# Written exercise
Revise the Sifchain and Terra client write-up from the words containing "The trusting period of" through "for that client.", giving that part again with "16 hrs" changed to "24 hrs".

# Source
^^^^^^^^

12. On March 9th, a Hermes relayer was also set up between 07-tendermint-90 on Sifchain and 07-tendermint-64 on Terra. The latest_height could be checked manually:

sifnoded query ibc client state 07-tendermint-90 — node http://rpc.sifchain.finance:80

terrad query ibc client state 07-tendermint-64 — node http://public-node.terra.dev:26657

And updated manually:

hermes update client sifchain-1 07-tendermint-90

hermes update client columbus-5 07-tendermint-64

13. The very same day, a proposal was submitted to upgrade the client:

sifnoded tx gov submit-proposal update-client 07-tendermint-42 07-tendermint-90 \

— from my_key \

— keyring-backend test \

— node tcp://rpc.sifchain.finance:80 \

— title “v0.11.0-update-terra-ibc-client” \

— description “Proposal to update the Terra IBC client. Necessary to unlock stuck transfers.” \

— chain-id sifchain-1 \

— deposit 10000000000000000000rowan \

— fees 100000000000000000rowan \

— broadcast-mode block \

-y

See https://www.mintscan.io/sifchain/proposals/31

14. On March 13th the proposal was accepted, and the 07-tendermint-42 became active again:

sifnoded q ibc client status 07-tendermint-90 — node http://rpc.sifchain.finance:80

status: Active

15. Hermes was used to flush the stuck TXs:

hermes tx raw packet-recv columbus-5 sifchain-1 transfer channel-18

The stuck Terra tokens were returned to their senders! :D

16. A relayer was set up to keep 07-tendermint-42 active. The relayer between 07-tendermint-90 and 07-tendermint-64 can probably be stopped and those clients left to expire.

Next Steps

Updating the Sif client on the Terra chain

Updating the Terra Client on Sifchain with the latest Terra state will not re-establish the connection between Terra and Sif. This is because the Sif client on the Terra chain has also expired. It will however be (technically) easy to update the client with a governance proposal on the Terra chain in the same way the Terra client on Sifchain was updated. This can only be done once the Terra chain has upgraded to a later version of ibc-go. Once the proposal passes, we’ll be close to reinstating Sifchain <> Terra transactions.

Increasing the trusting period

The trusting period of the Terra client on Sifchain is only 16 hrs. This means that if the client does not receive an update for more than 16 hrs it will expire, tokens will be stuck and a governance proposal will be necessary to update the client. The relayer is scheduled to update the client every 10 hrs, meaning that if the relayer goes down we may only have 6 hrs to notice and react. Ideally we should increase the trusting period to 14 days. The Sif client on the Terra chain has a 14 day trusting period, so no update is required for that client.

^^^^^^^^

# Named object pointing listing
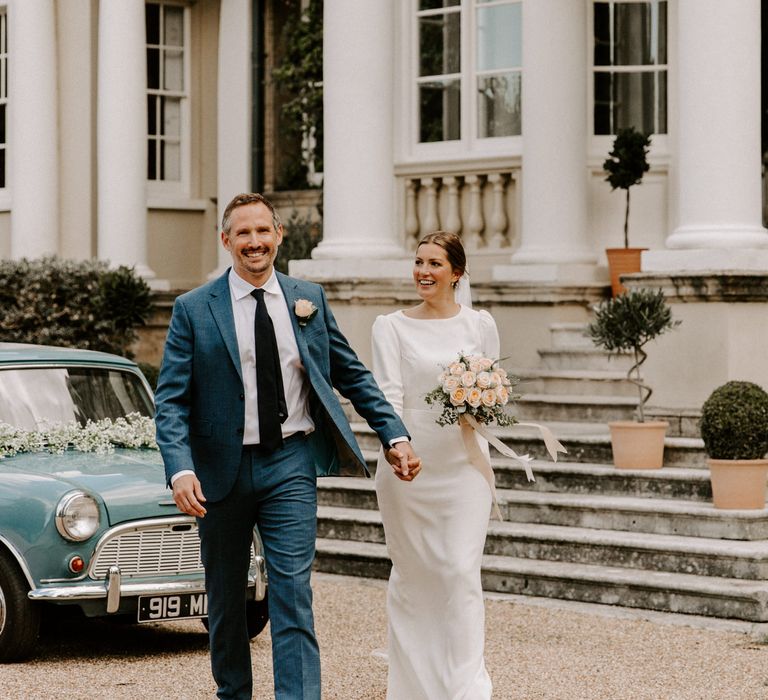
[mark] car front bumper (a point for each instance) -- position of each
(114, 589)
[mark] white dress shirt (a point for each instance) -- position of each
(295, 384)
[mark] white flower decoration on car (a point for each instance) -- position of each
(305, 311)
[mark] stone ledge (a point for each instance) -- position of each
(394, 291)
(744, 286)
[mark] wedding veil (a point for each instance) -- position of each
(462, 294)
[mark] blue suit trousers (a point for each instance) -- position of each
(277, 492)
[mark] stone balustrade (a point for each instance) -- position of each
(482, 206)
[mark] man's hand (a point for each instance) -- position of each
(404, 461)
(188, 495)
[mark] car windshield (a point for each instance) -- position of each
(31, 398)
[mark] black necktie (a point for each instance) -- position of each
(269, 378)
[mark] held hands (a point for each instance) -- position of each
(404, 461)
(188, 495)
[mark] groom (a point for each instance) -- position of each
(246, 420)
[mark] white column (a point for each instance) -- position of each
(554, 238)
(234, 108)
(718, 152)
(358, 188)
(34, 168)
(121, 125)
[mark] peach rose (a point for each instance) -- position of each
(458, 396)
(450, 384)
(486, 364)
(474, 365)
(474, 397)
(489, 398)
(484, 380)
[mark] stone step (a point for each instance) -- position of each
(671, 592)
(585, 358)
(588, 443)
(574, 408)
(690, 555)
(683, 422)
(553, 382)
(566, 477)
(660, 516)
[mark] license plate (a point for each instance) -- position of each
(157, 608)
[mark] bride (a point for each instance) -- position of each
(435, 526)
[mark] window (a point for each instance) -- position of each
(630, 66)
(166, 92)
(469, 69)
(3, 97)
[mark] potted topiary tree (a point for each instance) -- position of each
(626, 164)
(734, 428)
(625, 324)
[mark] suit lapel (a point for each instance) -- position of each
(290, 292)
(220, 305)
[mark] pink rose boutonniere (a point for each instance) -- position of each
(305, 311)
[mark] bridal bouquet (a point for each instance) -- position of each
(473, 391)
(476, 386)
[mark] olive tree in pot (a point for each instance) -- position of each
(626, 164)
(734, 428)
(625, 324)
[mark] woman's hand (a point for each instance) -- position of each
(405, 464)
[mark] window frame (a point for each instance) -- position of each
(601, 143)
(469, 144)
(175, 189)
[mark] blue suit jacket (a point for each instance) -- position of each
(201, 401)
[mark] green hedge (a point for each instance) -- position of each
(82, 304)
(734, 421)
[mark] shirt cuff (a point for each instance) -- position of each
(183, 472)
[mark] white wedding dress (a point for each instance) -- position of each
(435, 526)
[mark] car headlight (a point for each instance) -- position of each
(77, 516)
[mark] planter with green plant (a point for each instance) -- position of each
(734, 428)
(625, 324)
(625, 166)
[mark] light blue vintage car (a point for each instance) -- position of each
(91, 529)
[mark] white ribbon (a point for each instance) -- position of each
(482, 463)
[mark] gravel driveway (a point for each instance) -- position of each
(533, 652)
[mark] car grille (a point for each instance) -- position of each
(152, 549)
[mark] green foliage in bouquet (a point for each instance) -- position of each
(72, 304)
(734, 422)
(473, 385)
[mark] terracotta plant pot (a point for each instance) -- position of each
(622, 261)
(738, 483)
(638, 445)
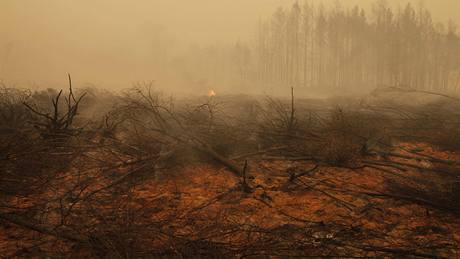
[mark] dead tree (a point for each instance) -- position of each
(57, 122)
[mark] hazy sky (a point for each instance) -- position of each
(115, 42)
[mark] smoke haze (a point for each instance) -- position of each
(112, 43)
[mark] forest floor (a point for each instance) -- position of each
(349, 212)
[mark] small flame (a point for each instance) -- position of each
(211, 93)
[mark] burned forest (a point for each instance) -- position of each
(323, 130)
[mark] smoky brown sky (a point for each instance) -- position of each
(115, 42)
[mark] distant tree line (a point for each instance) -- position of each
(344, 48)
(314, 46)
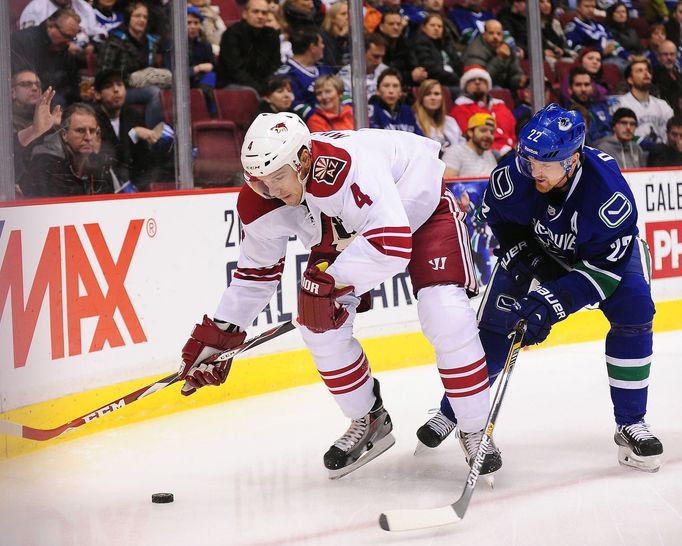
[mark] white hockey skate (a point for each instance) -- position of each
(365, 439)
(638, 447)
(432, 433)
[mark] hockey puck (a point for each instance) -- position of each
(162, 498)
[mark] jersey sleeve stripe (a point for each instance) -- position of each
(265, 274)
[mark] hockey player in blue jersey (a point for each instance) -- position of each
(565, 216)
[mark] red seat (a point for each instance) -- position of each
(237, 105)
(218, 145)
(502, 94)
(198, 108)
(230, 11)
(641, 26)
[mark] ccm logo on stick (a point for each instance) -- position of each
(664, 241)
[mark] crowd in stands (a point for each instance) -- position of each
(91, 79)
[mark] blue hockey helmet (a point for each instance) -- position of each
(552, 134)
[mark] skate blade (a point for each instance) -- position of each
(421, 448)
(646, 464)
(377, 449)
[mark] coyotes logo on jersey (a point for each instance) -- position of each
(327, 169)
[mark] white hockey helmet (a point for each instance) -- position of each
(272, 141)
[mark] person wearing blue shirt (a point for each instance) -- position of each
(565, 217)
(387, 109)
(594, 111)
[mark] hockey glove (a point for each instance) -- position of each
(524, 261)
(541, 309)
(318, 309)
(207, 339)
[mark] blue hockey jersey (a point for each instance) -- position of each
(591, 229)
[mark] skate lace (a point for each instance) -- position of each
(472, 440)
(352, 436)
(441, 424)
(639, 431)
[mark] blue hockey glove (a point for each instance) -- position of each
(541, 309)
(526, 260)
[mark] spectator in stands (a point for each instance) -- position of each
(278, 96)
(523, 110)
(335, 33)
(213, 24)
(108, 17)
(474, 157)
(667, 77)
(652, 113)
(126, 141)
(375, 49)
(674, 24)
(304, 68)
(90, 31)
(450, 32)
(249, 51)
(475, 83)
(618, 24)
(429, 109)
(44, 49)
(133, 51)
(513, 19)
(657, 37)
(655, 11)
(595, 112)
(490, 51)
(202, 74)
(553, 37)
(591, 60)
(398, 50)
(584, 31)
(670, 154)
(469, 19)
(330, 114)
(64, 163)
(32, 118)
(438, 56)
(622, 145)
(410, 13)
(387, 109)
(301, 14)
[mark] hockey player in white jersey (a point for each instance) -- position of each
(370, 203)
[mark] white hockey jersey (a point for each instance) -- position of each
(379, 186)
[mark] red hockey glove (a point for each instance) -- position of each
(207, 339)
(318, 309)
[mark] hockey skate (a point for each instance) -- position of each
(365, 439)
(493, 459)
(433, 432)
(638, 447)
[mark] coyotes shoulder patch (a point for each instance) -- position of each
(329, 171)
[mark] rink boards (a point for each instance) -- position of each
(97, 297)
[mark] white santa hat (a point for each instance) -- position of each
(471, 72)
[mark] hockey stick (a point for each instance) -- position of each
(406, 520)
(30, 433)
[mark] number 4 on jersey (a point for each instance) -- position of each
(361, 199)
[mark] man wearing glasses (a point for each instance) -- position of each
(622, 145)
(45, 50)
(32, 118)
(66, 163)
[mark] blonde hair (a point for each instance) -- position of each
(332, 11)
(428, 121)
(336, 82)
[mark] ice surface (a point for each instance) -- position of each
(250, 472)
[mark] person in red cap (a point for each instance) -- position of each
(475, 84)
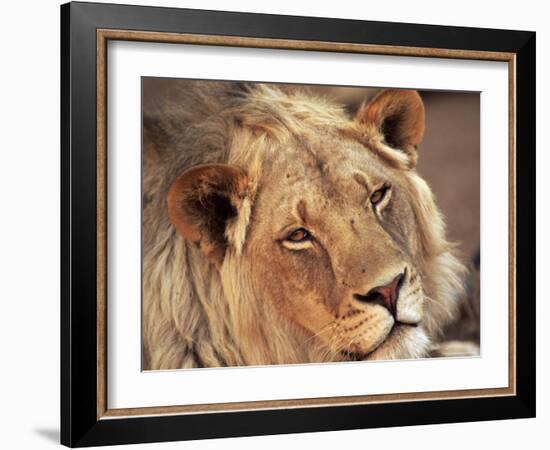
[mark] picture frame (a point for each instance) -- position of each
(86, 29)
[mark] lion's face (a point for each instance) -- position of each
(328, 232)
(333, 240)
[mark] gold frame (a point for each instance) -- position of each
(103, 36)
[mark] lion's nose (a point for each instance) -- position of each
(386, 295)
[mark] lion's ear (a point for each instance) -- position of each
(203, 201)
(398, 115)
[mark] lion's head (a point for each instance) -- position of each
(309, 237)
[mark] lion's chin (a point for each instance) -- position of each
(403, 342)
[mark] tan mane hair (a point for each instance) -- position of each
(197, 314)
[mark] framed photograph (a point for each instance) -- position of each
(276, 224)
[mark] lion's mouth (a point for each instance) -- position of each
(396, 330)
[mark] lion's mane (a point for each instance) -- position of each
(197, 316)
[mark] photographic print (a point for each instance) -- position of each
(294, 224)
(275, 224)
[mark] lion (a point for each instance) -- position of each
(280, 229)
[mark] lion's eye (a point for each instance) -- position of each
(378, 195)
(299, 235)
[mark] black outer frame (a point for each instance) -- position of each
(79, 423)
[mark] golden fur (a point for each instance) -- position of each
(230, 171)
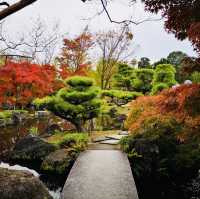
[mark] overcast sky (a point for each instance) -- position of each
(150, 38)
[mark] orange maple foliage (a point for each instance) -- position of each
(181, 104)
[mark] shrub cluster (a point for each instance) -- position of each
(163, 147)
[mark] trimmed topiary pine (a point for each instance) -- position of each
(77, 102)
(164, 77)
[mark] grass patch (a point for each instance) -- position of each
(77, 141)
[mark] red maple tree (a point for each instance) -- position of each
(21, 82)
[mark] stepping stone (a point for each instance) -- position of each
(116, 137)
(100, 139)
(100, 174)
(123, 133)
(111, 142)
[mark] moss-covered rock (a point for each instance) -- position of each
(21, 185)
(58, 162)
(30, 151)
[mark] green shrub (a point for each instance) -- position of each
(159, 87)
(195, 77)
(120, 97)
(79, 82)
(77, 102)
(33, 131)
(74, 140)
(123, 78)
(142, 80)
(8, 113)
(164, 77)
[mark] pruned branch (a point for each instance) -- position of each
(14, 7)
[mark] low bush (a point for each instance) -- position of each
(64, 140)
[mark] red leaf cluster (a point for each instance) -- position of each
(182, 18)
(181, 104)
(21, 82)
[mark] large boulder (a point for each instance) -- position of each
(30, 151)
(58, 162)
(21, 185)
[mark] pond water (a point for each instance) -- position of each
(55, 193)
(10, 134)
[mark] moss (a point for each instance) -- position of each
(61, 139)
(8, 113)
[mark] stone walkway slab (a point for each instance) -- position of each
(111, 142)
(116, 137)
(100, 139)
(100, 174)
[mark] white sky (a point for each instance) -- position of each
(151, 40)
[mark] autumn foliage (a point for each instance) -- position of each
(21, 82)
(182, 18)
(74, 57)
(181, 104)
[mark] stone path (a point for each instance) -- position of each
(100, 174)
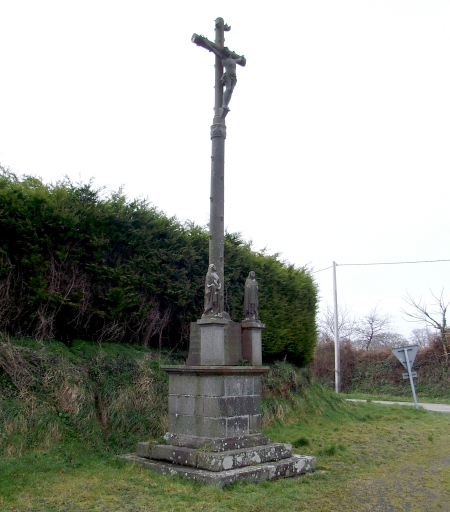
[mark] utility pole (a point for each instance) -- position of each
(337, 350)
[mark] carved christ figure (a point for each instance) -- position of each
(229, 76)
(212, 287)
(251, 297)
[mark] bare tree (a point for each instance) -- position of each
(427, 313)
(421, 336)
(346, 324)
(372, 329)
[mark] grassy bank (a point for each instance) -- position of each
(370, 458)
(74, 410)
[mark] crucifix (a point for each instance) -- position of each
(225, 76)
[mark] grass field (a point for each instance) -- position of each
(370, 458)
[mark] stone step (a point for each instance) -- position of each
(217, 461)
(293, 466)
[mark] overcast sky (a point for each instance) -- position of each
(337, 141)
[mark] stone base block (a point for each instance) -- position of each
(216, 444)
(220, 461)
(293, 466)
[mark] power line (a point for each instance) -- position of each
(380, 263)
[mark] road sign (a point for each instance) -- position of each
(411, 350)
(407, 355)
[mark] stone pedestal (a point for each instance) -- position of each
(214, 429)
(215, 341)
(217, 407)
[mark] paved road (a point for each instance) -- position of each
(429, 407)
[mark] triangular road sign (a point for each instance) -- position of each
(411, 350)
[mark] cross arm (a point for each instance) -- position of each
(213, 47)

^^^^^^^^

# Answer to the exercise
The trusting period of the Terra client on Sifchain is only 24 hrs. This means that if the client does not receive an update for more than 24 hrs it will expire, tokens will be stuck and a governance proposal will be necessary to update the client. The relayer is scheduled to update the client every 10 hrs, meaning that if the relayer goes down we may only have 6 hrs to notice and react. Ideally we should increase the trusting period to 14 days. The Sif client on the Terra chain has a 14 day trusting period, so no update is required for that client.